##### TEXT SHOWN

But how early is too early? The answer to a question regarding when to take a particular player will always depend on three things: Projected points, starting lineup requirements and average draft position.
Value based drafting is a rankings formula that takes a player’s projected points and subtracts projected points of the baseline starter at his position to account for positional scarcity. The more RBs, WRs, and/or TEs you have start each week, the less valuable a QB becomes. For example, in a 2RB/2WR league, 4for4’s value based rankings have Brady ranked No. 15 and Rodgers No. 23. But in a 2RB/3WR/FLEX league, they’re both 20 spots lower. (For those new to PPR, also note that by giving extra points to positions that get receptions, PPR scoring devalues the QB as a whole relative to standard.) Since Brady and Rodgers are usually drafted by the early-third round regardless of league settings, it limits their appeal in leagues with larger starting lineups.
Nevertheless, the cool thing about using value based rankings and average draft position together is they allow you to be flexible and still make a smart decision. So let’s say you really want to go the stud QB route in a 2RB/3WR/FLEX league. Well, those same value based rankings that grade Brady and Rodgers as fourth-round values also grade Keenan Allen, Tyreek Hill, Michael Crabtree, and Larry Fitzgerald with second-round values—but none have an ADP earlier than the late-third. Since you only have two Tier 1 QBs and multiple WRs in the equivalent value tier will be available later, you can draft your Tier 1 QB early and still recoup the value.
What tiering does at the one-starter positions is steer you away from middle-round picks that aren’t going to give you many more startable games than late-round picks for one reason or another. Drew Brees, Ben Roethlisberger, Russell Wilson, for instance, are notoriously liable to have disastrous performances on the road (as are most QBs). Meanwhile, in addition to Prescott, Cam Newton, Jameis Winston, Marcus Mariota, Kirk Cousins, Derek Carr, Philip Rivers, Matthew Stafford, and Carson Palmer will all have their fair share of big weeks, yet at least five of them will be drafted outside the top 12.

##########
##### AVAILABLE DATA

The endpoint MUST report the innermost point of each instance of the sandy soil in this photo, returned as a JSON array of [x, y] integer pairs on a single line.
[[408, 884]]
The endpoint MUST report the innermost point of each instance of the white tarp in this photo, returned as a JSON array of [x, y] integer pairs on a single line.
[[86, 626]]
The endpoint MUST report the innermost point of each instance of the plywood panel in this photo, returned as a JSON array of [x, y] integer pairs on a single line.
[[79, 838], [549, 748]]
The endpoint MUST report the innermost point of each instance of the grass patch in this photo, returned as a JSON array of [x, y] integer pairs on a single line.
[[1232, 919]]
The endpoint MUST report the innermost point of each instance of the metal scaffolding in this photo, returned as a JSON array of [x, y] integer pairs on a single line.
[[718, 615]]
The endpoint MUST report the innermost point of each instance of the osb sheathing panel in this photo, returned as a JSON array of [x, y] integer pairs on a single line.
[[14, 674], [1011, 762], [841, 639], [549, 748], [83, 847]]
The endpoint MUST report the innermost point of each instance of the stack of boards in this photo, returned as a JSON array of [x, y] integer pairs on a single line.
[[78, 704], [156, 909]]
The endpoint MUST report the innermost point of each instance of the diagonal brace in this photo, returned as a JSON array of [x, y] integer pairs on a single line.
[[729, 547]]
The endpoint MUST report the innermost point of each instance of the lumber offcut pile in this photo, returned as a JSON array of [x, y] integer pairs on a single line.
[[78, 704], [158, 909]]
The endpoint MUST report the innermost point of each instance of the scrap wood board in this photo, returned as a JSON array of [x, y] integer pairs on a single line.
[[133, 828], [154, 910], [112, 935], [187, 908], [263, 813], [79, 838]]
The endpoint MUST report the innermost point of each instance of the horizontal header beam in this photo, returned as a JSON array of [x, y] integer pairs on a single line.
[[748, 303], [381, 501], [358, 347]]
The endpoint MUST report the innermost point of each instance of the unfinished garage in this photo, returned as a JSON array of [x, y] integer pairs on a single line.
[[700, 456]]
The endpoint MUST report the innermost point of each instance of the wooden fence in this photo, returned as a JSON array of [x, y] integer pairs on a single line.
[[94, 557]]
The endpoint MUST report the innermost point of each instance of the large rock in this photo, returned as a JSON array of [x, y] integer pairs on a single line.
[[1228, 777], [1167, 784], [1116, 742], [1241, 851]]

##########
##### AVAILABLE DATA

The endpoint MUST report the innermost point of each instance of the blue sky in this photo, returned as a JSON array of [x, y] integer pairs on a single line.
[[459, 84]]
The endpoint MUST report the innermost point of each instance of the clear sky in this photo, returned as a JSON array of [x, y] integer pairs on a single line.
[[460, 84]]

##########
##### AVAILABLE DATA

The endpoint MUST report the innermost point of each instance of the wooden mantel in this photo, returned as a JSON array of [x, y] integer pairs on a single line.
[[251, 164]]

##########

:: GIVEN TASK 1 ::
Return the passage on drafting quarterbacks in fantasy football word for word, in full.
:: GIVEN TASK 2 ::
Output as a numbered list the lines of the records between the line holding "of the white" and the line holding "[[86, 626]]", inclusive, leaving out blank lines.
The records are unrelated to the fantasy football text.

:: EXERCISE OUTPUT 1 ::
But how early is too early? The answer to a question regarding when to take a particular player will always depend on three things: Projected points, starting lineup requirements and average draft position.
Value based drafting is a rankings formula that takes a player’s projected points and subtracts projected points of the baseline starter at his position to account for positional scarcity. The more RBs, WRs, and/or TEs you have start each week, the less valuable a QB becomes. For example, in a 2RB/2WR league, 4for4’s value based rankings have Brady ranked No. 15 and Rodgers No. 23. But in a 2RB/3WR/FLEX league, they’re both 20 spots lower. (For those new to PPR, also note that by giving extra points to positions that get receptions, PPR scoring devalues the QB as a whole relative to standard.) Since Brady and Rodgers are usually drafted by the early-third round regardless of league settings, it limits their appeal in leagues with larger starting lineups.
Nevertheless, the cool thing about using value based rankings and average draft position together is they allow you to be flexible and still make a smart decision. So let’s say you really want to go the stud QB route in a 2RB/3WR/FLEX league. Well, those same value based rankings that grade Brady and Rodgers as fourth-round values also grade Keenan Allen, Tyreek Hill, Michael Crabtree, and Larry Fitzgerald with second-round values—but none have an ADP earlier than the late-third. Since you only have two Tier 1 QBs and multiple WRs in the equivalent value tier will be available later, you can draft your Tier 1 QB early and still recoup the value.
What tiering does at the one-starter positions is steer you away from middle-round picks that aren’t going to give you many more startable games than late-round picks for one reason or another. Drew Brees, Ben Roethlisberger, Russell Wilson, for instance, are notoriously liable to have disastrous performances on the road (as are most QBs). Meanwhile, in addition to Prescott, Cam Newton, Jameis Winston, Marcus Mariota, Kirk Cousins, Derek Carr, Philip Rivers, Matthew Stafford, and Carson Palmer will all have their fair share of big weeks, yet at least five of them will be drafted outside the top 12.

:: EXERCISE OUTPUT 2 ::
1. The endpoint MUST report the innermost point of each instance of the white tarp in this photo, returned as a JSON array of [x, y] integer pairs on a single line.
2. [[86, 626]]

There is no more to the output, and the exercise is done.